Although the data holds pictures, return only the lines from the one containing "Every instance of the moss-covered" to the end, exactly, and without them.

Dataset entries:
━━━━

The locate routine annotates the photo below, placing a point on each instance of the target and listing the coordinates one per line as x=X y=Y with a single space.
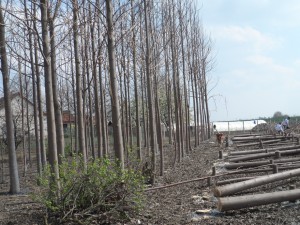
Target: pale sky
x=257 y=53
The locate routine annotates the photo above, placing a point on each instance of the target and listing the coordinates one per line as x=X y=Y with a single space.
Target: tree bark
x=80 y=115
x=51 y=128
x=116 y=120
x=12 y=156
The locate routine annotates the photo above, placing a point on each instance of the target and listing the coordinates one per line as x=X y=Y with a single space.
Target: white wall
x=237 y=125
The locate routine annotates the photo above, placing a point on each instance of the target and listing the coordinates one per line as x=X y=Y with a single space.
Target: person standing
x=285 y=123
x=279 y=128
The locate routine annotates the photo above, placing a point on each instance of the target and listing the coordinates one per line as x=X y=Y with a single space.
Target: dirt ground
x=173 y=205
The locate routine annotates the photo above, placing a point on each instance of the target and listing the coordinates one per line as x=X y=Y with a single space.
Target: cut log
x=258 y=163
x=256 y=138
x=263 y=155
x=264 y=150
x=262 y=170
x=239 y=202
x=258 y=142
x=234 y=180
x=244 y=185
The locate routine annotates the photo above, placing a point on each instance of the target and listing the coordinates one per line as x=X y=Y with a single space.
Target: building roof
x=13 y=95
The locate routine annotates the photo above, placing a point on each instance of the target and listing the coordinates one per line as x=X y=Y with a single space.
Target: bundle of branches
x=102 y=194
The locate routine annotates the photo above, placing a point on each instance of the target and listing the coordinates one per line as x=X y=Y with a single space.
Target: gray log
x=263 y=155
x=232 y=203
x=244 y=185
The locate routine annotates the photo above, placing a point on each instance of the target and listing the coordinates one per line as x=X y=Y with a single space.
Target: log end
x=217 y=192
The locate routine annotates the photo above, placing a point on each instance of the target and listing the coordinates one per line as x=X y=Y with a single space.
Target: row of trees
x=141 y=64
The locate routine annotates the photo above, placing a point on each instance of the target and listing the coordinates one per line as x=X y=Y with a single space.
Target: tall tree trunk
x=80 y=115
x=12 y=156
x=51 y=128
x=136 y=97
x=57 y=108
x=96 y=84
x=34 y=95
x=152 y=130
x=118 y=140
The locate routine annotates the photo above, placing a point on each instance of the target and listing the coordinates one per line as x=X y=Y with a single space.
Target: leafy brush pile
x=102 y=194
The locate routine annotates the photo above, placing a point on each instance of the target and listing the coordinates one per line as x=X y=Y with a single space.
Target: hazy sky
x=257 y=53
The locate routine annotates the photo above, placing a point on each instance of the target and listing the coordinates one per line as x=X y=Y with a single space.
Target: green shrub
x=103 y=194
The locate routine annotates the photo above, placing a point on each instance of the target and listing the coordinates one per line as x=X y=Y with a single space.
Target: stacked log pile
x=250 y=171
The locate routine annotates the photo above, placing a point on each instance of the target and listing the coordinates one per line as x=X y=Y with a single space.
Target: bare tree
x=116 y=120
x=13 y=165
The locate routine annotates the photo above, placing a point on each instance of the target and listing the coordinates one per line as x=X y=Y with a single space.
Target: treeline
x=141 y=64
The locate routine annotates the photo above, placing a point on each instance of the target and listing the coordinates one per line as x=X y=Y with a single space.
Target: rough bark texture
x=13 y=165
x=118 y=139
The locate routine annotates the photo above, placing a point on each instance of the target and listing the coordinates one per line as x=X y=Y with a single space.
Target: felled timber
x=257 y=138
x=258 y=163
x=234 y=180
x=239 y=202
x=263 y=155
x=265 y=169
x=244 y=185
x=264 y=150
x=258 y=142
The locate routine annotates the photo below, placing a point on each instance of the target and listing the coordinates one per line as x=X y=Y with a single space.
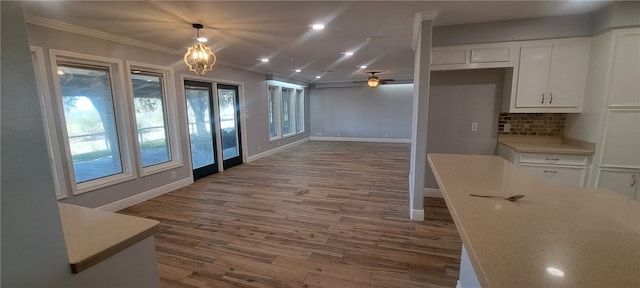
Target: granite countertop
x=92 y=235
x=547 y=144
x=553 y=237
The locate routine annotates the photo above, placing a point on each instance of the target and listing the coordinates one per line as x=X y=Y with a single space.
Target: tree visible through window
x=90 y=121
x=148 y=100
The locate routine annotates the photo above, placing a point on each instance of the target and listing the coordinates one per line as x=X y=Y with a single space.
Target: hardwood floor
x=321 y=214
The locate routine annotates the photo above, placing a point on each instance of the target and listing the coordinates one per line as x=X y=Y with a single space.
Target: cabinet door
x=621 y=143
x=557 y=175
x=568 y=74
x=533 y=76
x=622 y=182
x=625 y=73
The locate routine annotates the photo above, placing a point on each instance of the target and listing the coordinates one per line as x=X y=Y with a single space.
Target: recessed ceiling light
x=317 y=26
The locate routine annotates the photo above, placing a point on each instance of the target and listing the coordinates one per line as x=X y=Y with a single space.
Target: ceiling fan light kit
x=199 y=58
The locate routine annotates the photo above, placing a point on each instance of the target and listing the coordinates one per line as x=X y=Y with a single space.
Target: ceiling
x=240 y=32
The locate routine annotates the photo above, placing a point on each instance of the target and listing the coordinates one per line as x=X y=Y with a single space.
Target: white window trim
x=122 y=117
x=292 y=111
x=301 y=107
x=49 y=122
x=277 y=115
x=171 y=120
x=279 y=85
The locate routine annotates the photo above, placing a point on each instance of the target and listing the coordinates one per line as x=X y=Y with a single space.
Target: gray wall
x=362 y=112
x=458 y=98
x=513 y=30
x=33 y=248
x=255 y=91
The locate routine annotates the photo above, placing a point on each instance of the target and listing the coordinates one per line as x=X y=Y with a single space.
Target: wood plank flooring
x=321 y=214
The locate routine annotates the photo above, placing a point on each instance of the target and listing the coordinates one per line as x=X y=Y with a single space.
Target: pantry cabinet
x=552 y=76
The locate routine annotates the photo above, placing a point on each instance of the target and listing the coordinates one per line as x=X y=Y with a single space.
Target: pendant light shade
x=373 y=81
x=199 y=58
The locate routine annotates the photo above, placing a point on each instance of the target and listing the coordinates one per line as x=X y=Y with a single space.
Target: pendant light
x=199 y=58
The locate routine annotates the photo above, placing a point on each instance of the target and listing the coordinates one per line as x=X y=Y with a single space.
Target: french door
x=229 y=112
x=200 y=116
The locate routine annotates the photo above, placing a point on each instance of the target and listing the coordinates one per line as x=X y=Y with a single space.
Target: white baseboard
x=417 y=215
x=144 y=196
x=431 y=192
x=275 y=150
x=355 y=139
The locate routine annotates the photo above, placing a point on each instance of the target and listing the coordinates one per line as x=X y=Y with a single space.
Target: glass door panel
x=228 y=104
x=199 y=114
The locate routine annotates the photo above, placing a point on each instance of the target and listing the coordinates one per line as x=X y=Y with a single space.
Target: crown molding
x=57 y=25
x=422 y=16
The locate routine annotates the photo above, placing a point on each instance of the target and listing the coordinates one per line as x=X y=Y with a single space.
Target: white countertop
x=92 y=235
x=591 y=236
x=547 y=144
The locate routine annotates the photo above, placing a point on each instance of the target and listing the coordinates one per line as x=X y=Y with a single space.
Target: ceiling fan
x=373 y=80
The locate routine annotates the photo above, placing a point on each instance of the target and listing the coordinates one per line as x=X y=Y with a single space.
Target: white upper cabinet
x=552 y=76
x=621 y=142
x=624 y=89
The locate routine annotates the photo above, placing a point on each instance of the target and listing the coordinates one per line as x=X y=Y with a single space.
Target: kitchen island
x=553 y=237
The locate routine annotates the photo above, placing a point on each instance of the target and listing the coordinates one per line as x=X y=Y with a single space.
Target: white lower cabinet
x=558 y=175
x=624 y=182
x=557 y=169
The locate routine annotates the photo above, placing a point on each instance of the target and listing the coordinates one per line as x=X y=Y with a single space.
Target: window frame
x=290 y=109
x=121 y=118
x=46 y=106
x=277 y=115
x=299 y=111
x=296 y=97
x=170 y=115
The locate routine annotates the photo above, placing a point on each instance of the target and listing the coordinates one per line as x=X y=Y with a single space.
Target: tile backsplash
x=540 y=124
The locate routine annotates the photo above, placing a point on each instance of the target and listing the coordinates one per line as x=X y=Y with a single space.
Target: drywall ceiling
x=240 y=32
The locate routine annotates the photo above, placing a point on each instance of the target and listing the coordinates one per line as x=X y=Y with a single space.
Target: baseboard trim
x=144 y=196
x=417 y=215
x=275 y=150
x=355 y=139
x=432 y=192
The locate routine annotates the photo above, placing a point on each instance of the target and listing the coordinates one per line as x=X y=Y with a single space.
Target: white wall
x=456 y=99
x=253 y=85
x=362 y=112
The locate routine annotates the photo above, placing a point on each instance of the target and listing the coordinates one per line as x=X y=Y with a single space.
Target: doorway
x=229 y=113
x=199 y=98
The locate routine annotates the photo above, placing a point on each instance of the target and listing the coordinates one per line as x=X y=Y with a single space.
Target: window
x=148 y=102
x=288 y=121
x=299 y=111
x=154 y=110
x=273 y=121
x=90 y=120
x=285 y=109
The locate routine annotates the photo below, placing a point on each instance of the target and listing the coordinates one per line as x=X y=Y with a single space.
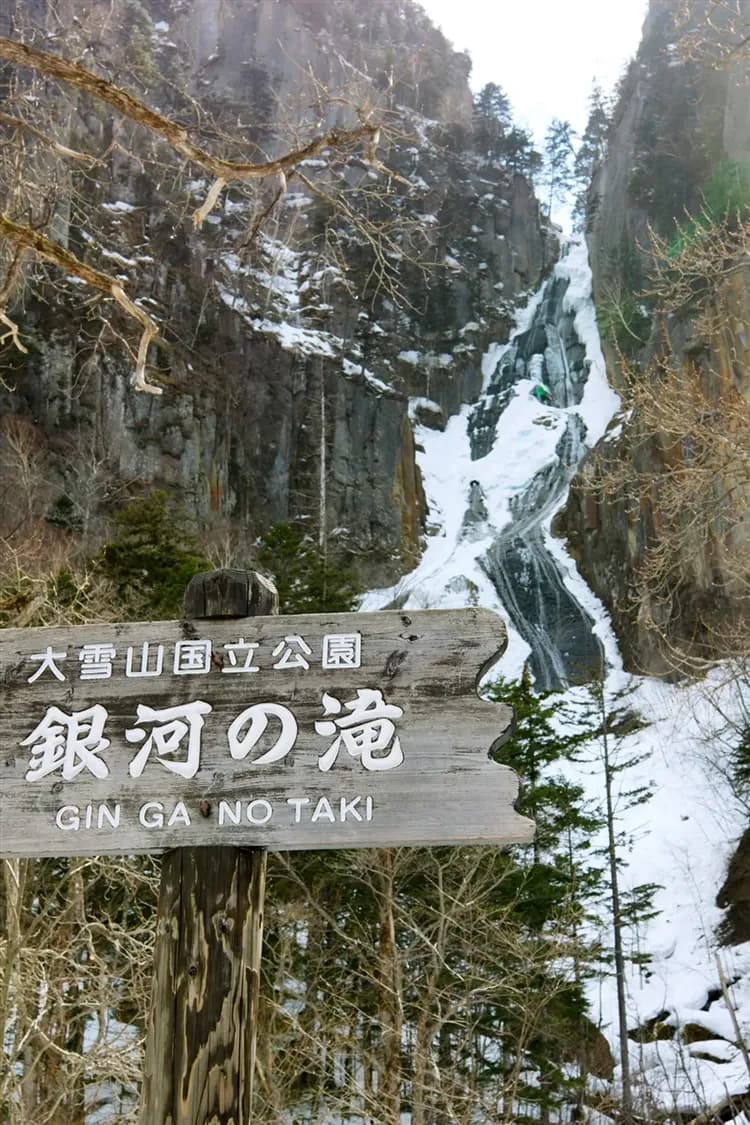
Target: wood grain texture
x=200 y=1045
x=446 y=790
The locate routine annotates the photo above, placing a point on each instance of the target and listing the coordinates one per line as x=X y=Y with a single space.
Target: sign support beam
x=200 y=1045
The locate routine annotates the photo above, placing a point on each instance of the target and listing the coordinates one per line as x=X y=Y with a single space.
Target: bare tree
x=37 y=170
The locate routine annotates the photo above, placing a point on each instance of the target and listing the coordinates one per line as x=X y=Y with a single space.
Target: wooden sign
x=278 y=732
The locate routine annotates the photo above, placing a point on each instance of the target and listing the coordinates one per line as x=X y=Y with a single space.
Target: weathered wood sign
x=278 y=732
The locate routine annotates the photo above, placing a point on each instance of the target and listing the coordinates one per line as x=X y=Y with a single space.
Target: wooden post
x=200 y=1046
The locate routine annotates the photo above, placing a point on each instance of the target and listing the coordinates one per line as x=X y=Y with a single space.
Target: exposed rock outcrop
x=288 y=371
x=679 y=141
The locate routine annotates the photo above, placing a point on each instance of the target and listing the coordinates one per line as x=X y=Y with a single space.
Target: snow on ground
x=683 y=837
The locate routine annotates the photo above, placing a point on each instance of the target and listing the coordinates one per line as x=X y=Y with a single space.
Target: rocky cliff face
x=651 y=540
x=292 y=356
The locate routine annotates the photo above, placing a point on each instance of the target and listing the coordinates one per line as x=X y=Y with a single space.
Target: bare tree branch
x=224 y=171
x=24 y=236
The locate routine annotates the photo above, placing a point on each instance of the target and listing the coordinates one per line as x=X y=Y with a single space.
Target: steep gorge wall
x=669 y=566
x=288 y=374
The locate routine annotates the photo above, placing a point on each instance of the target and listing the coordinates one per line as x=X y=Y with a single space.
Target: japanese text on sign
x=199 y=657
x=74 y=743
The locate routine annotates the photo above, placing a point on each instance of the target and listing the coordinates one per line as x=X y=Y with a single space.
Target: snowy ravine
x=498 y=474
x=490 y=545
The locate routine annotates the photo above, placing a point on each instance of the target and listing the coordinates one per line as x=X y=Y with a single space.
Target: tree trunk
x=200 y=1050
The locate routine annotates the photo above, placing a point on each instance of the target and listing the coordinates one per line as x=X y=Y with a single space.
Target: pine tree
x=558 y=160
x=590 y=152
x=493 y=120
x=614 y=720
x=153 y=555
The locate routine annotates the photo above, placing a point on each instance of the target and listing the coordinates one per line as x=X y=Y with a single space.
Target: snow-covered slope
x=494 y=479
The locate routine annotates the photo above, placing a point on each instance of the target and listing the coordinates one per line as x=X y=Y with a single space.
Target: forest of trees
x=448 y=984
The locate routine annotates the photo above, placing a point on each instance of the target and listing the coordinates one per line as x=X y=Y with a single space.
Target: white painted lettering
x=227 y=815
x=346 y=807
x=68 y=818
x=323 y=809
x=298 y=802
x=151 y=815
x=111 y=815
x=179 y=815
x=260 y=811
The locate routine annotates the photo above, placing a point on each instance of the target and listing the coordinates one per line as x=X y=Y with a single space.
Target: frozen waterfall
x=498 y=474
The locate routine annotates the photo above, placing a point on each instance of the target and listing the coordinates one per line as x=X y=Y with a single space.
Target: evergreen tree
x=590 y=151
x=614 y=721
x=520 y=154
x=493 y=120
x=558 y=160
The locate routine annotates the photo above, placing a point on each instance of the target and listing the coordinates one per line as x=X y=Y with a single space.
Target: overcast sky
x=543 y=53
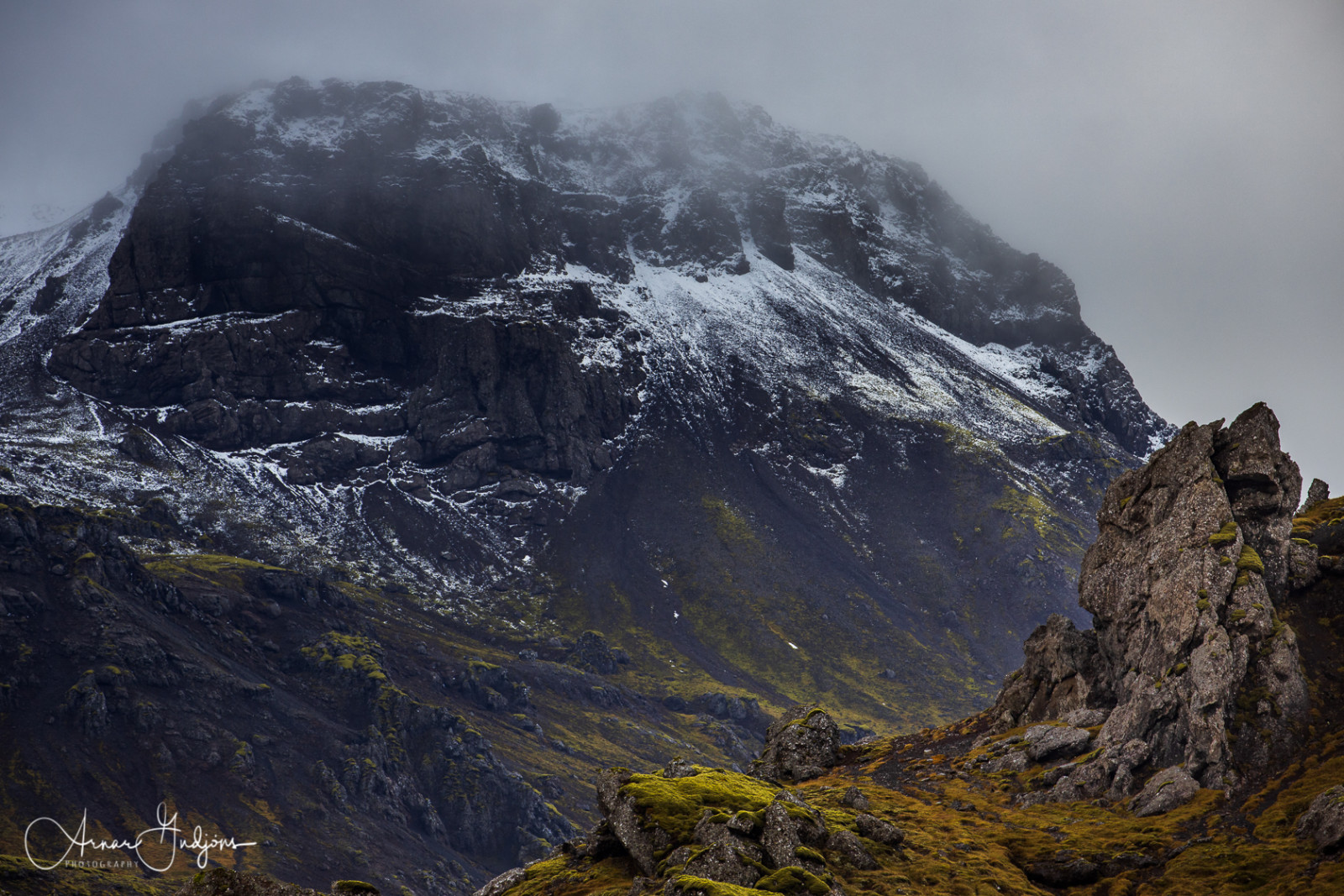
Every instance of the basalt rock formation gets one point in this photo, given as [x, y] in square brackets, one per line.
[506, 445]
[1186, 584]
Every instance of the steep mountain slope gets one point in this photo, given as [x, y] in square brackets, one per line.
[1082, 778]
[768, 410]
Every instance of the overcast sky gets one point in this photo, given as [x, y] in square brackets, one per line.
[1182, 161]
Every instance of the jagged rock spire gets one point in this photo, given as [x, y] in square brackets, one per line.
[1187, 651]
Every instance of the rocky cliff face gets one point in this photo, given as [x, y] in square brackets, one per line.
[1189, 654]
[669, 416]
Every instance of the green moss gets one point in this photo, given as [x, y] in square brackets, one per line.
[793, 880]
[676, 804]
[732, 527]
[685, 883]
[1225, 535]
[810, 855]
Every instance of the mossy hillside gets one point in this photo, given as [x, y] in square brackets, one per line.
[676, 804]
[965, 833]
[1226, 535]
[19, 878]
[736, 595]
[214, 569]
[1326, 513]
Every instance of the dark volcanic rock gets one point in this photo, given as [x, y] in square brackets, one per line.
[1182, 584]
[1061, 674]
[1324, 820]
[803, 745]
[879, 829]
[1166, 790]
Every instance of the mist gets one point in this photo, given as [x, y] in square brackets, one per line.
[1183, 164]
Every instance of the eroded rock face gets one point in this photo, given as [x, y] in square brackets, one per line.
[1187, 647]
[1166, 790]
[1324, 820]
[803, 745]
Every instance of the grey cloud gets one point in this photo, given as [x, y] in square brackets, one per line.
[1182, 161]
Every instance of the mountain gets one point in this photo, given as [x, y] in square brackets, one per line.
[1187, 743]
[454, 450]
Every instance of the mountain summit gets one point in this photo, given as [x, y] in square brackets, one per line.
[635, 427]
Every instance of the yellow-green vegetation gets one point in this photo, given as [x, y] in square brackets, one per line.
[1324, 513]
[732, 527]
[675, 805]
[793, 880]
[1250, 560]
[349, 652]
[1226, 535]
[217, 569]
[1045, 520]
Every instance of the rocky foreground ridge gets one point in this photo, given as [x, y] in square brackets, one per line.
[381, 464]
[1090, 774]
[669, 371]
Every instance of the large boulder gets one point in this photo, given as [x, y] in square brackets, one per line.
[1324, 820]
[803, 745]
[1059, 676]
[622, 817]
[1166, 790]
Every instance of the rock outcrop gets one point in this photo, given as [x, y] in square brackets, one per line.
[803, 745]
[1189, 656]
[1324, 820]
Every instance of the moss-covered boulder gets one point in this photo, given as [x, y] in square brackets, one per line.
[803, 745]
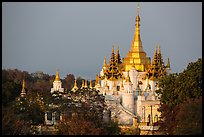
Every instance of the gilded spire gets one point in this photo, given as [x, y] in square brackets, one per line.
[82, 85]
[104, 63]
[90, 84]
[85, 85]
[128, 77]
[133, 64]
[23, 89]
[138, 8]
[57, 78]
[75, 84]
[137, 28]
[23, 85]
[159, 50]
[113, 49]
[168, 64]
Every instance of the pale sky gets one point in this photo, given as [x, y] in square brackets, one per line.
[75, 37]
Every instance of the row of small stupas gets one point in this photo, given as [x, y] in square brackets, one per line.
[129, 85]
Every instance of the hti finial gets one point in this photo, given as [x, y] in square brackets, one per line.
[138, 8]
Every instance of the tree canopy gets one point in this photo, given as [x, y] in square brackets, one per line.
[181, 101]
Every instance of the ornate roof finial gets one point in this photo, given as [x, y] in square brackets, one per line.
[57, 78]
[133, 64]
[128, 77]
[138, 8]
[85, 85]
[168, 64]
[75, 84]
[23, 92]
[104, 62]
[159, 50]
[23, 85]
[82, 84]
[113, 49]
[90, 86]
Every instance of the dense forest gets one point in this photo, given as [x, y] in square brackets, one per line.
[180, 95]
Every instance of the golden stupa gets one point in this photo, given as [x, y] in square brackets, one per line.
[136, 54]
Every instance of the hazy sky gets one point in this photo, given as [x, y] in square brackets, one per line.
[75, 37]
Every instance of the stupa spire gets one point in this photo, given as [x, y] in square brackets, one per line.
[57, 78]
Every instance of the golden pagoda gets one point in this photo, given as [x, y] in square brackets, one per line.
[136, 53]
[113, 69]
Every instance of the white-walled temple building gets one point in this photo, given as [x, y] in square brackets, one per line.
[129, 85]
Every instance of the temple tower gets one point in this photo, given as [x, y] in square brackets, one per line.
[136, 53]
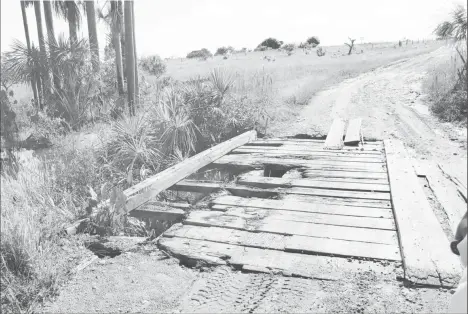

━━━━

## Your solution
Every instance of the moss-covered boulder gets one point in this photo, given as [x, y] in square brackets, one per line.
[803, 745]
Every instance of the gilded spire gets one point in this photo, given as [x, y] in square brackets, one per line.
[82, 85]
[104, 63]
[90, 84]
[85, 85]
[128, 77]
[133, 64]
[23, 89]
[138, 8]
[57, 78]
[75, 84]
[137, 28]
[23, 85]
[159, 50]
[113, 49]
[168, 64]
Every instance of the pale sky gets one point in this photo, given as [x, y] in square brackets, one per line.
[75, 37]
Every instance of the row of small stupas gets one point in this photo, given as [x, y] in square brackets, one per line.
[129, 85]
Every instance of the hti finial gets one point in this photo, given as [x, y] in square brackets, one per line.
[138, 8]
Every instance of the tree canopy gets one point in this photo, given as [x, y] in square brackets, one per line.
[181, 101]
Every instance of the ornate roof finial gets one point in this photo, given as [x, y] in square brackets, one per line.
[57, 78]
[133, 64]
[128, 77]
[138, 8]
[85, 85]
[168, 64]
[75, 84]
[23, 92]
[104, 62]
[159, 50]
[23, 85]
[82, 84]
[113, 49]
[90, 86]
Every instance of the dense forest gets one point in this photo, given as [x, y] in square brackets, one per line.
[180, 95]
Every instance of the golden stupa gets one point in this photo, given as [x, y] in square brackets, one per line.
[136, 54]
Every instance of the hazy sky gets one point in this photo, given as [x, y] in square brackets, one per line.
[75, 37]
Every instance of the stupa spire gets one point in this photo, given as [x, y] in square brackets, one per line.
[57, 78]
Every instance of the golden pagoda gets one point in this photo, given as [x, y] in square brackets, one per line.
[136, 53]
[113, 69]
Every instance of the white-walled temple building gets one point in this photo, given as [x, y] in square brackets, one per line.
[129, 85]
Every instance of the temple tower gets one point in this photo, given as [x, y] in square brackets, one per line.
[136, 53]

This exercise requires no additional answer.